___ Recorded information ___
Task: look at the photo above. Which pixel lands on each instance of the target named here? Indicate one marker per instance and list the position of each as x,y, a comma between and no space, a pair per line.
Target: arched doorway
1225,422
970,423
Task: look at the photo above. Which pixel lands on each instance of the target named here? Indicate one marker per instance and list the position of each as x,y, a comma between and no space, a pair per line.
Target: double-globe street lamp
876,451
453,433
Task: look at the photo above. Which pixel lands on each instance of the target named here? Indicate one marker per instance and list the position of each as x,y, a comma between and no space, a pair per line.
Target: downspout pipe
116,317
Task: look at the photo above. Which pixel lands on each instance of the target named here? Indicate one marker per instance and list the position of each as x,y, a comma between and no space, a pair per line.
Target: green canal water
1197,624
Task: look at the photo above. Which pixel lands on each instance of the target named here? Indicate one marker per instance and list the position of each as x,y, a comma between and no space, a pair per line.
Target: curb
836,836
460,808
___
• _Problem to solve_
The listing above is to be transcribed exactly. Include every line.

• _Result below_
Task: look at the photo above. Which pixel lands on each instance of the target named here? Indicate one marker per instance and list the position of each as x,y, a comma between and no space, a pair per line.
Target: arched doorway
1225,422
970,423
Task: look at the photo above. Which pixel lands on each instance of the target named here? Indicate one marker per instance and list the position of each as x,y, a comma between and no space, a pair per line.
Target: double-globe street lamp
876,451
453,433
Task: look at the photo above. Which pixel lands on each instance of the target named here? Indicate one marker per instance and list the position of each as x,y, a comma between and no space, a pair per line.
Target: downspout pipe
116,317
Task: look at the photo above. Which pixel lands on each instance of the target named here? Indicate one marker per instance and list the position of each as x,y, a comma between and no space, a pair per line.
Target: green canal water
1197,624
Task: look at the photo above. Which pixel lands on each instance of the target named here? Indicate one marker per instance and list the position of each as x,y, a comma between and no space, a pair per line.
Target: curb
836,836
460,808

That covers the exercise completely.